== Supplied information ==

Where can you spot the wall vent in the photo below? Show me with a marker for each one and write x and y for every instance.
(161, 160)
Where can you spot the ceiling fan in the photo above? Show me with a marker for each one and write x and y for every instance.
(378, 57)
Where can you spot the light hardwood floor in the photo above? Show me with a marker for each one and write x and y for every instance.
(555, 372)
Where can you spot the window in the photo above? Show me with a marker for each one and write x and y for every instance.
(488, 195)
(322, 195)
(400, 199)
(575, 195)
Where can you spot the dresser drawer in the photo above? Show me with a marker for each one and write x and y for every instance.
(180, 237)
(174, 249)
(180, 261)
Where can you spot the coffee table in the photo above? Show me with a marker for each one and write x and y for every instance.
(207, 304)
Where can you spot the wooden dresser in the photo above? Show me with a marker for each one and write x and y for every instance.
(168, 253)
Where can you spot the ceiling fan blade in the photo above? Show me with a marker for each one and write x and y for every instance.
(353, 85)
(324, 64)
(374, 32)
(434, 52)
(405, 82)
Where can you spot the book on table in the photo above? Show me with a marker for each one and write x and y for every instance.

===

Given problem:
Reproduce every item above word for word, keeping each on its own line.

Response to the task:
Where can you spot the wall vent in the photo below? Show me with a marker for each one and write x and y for every instance.
(161, 160)
Where can you spot the ceiling fan in the photo above? Show me with a marker for each one and write x and y for every instance.
(378, 57)
Where can you spot the light hardwood floor in the photo above? Show me with a marker for each one and write x and y for every instance.
(555, 372)
Where can you spot the window in the photo above? Show me with a marker for each one and write x and y for every instance.
(488, 195)
(322, 195)
(400, 199)
(575, 195)
Where can you spot the dresser drawer in the photo above? Show me with a marker for each one and write x and y for every instance.
(180, 237)
(174, 249)
(180, 261)
Where can you spot the coffee table in the photo above? Show me with a marker for each one and write x and y for every instance.
(207, 304)
Where can you spot the wooden dresser in the photo above? Show me with a marker for each one and write x and y for every instance.
(168, 253)
Where can you spot the ceiling fan blade in the photo above? Show me with a marker for each one and write x and y for every instance.
(353, 85)
(324, 64)
(374, 32)
(434, 52)
(405, 82)
Where can you spot the book on table in the photo above? Show me with a marker for each one and write x and y for every instance.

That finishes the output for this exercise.